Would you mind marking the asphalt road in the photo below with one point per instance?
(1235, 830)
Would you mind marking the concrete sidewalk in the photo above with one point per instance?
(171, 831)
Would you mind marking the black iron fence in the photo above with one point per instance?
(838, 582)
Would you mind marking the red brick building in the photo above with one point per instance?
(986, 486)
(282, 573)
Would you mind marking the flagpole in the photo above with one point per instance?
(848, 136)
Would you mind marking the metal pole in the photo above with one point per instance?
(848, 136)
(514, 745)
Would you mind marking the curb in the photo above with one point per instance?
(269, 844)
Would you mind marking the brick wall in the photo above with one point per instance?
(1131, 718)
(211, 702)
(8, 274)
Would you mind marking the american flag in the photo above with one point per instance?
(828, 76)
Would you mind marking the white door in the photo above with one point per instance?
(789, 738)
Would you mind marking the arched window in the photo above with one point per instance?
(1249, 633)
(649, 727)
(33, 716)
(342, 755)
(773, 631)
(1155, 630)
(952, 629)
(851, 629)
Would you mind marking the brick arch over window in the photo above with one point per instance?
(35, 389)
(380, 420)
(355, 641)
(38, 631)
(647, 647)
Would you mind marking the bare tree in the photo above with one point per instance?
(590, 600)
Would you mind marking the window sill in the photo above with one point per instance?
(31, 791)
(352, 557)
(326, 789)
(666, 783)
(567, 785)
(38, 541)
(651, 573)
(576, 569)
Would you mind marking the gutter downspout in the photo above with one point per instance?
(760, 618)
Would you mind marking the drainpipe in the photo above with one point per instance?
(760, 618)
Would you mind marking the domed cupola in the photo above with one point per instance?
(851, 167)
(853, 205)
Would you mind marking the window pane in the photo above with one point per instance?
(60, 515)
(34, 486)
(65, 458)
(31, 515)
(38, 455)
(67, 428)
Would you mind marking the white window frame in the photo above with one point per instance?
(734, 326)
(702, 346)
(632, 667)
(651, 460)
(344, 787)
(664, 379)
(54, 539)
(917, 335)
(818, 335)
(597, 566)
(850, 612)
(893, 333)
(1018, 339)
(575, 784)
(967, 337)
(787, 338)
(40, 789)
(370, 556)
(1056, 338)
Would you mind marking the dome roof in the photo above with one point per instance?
════════════════
- Task requirements
Return all the records above word for word, keeping every line unchanged and in the same order.

- Correct answer
Would you mind marking the asphalt road in the photo below with one point per instance?
(1235, 830)
Would you mind marking the concrete sidewalk in the photo above with one point per instance?
(171, 831)
Would you mind marking the black iron fence in the photo above with one point per instance?
(838, 582)
Would you mind marking the red brick building in the photo above with one point per instance?
(986, 486)
(282, 573)
Would you mind marking the flagpole in the photo above with one point per instance?
(848, 136)
Would you mind marking the metal pole in the photo above with one point per instance?
(848, 136)
(514, 745)
Would you mind marking the curb in the photo above with one point per instance?
(269, 844)
Would you mind marking the brick wall in the photo above with one point per instance?
(1131, 718)
(211, 702)
(8, 274)
Would you mind marking the american flag in the photo above with one point per instance?
(828, 76)
Would you mind marking the white door in the photo above with one point per instance?
(789, 738)
Would you mind marking the arched window in the photo above with one point per instance?
(1249, 633)
(649, 727)
(33, 716)
(342, 755)
(773, 631)
(1155, 630)
(952, 629)
(851, 629)
Would you mind marking the brick arch over window in the photo above with one point per instance?
(35, 389)
(380, 420)
(355, 641)
(38, 631)
(647, 647)
Would you mind marking the bare tree in the photo above with one point per instance?
(590, 600)
Would you mind marking the window sill in the photo above with one point per instance?
(31, 791)
(352, 557)
(326, 789)
(666, 783)
(567, 785)
(38, 541)
(651, 573)
(576, 569)
Would you mind marking the gutter downspout in the photo above with one point per instance?
(760, 618)
Would you mind marking the drainpipe in the photo above with one point per instance?
(760, 618)
Would you mind marking the domed cupola in the photo above with one point per instance?
(851, 167)
(853, 205)
Would you mind marking the window pane in the photo above with one point per instance?
(60, 515)
(34, 486)
(65, 458)
(31, 515)
(38, 455)
(67, 428)
Would you mind marking the white window frame in the photo above with one point per instance?
(734, 326)
(702, 346)
(632, 667)
(651, 460)
(344, 787)
(664, 379)
(54, 539)
(917, 335)
(818, 335)
(597, 566)
(850, 612)
(893, 333)
(1018, 339)
(575, 784)
(967, 337)
(787, 338)
(40, 789)
(370, 556)
(1056, 338)
Would you mind marking the dome roof in the photo above with one point per instance?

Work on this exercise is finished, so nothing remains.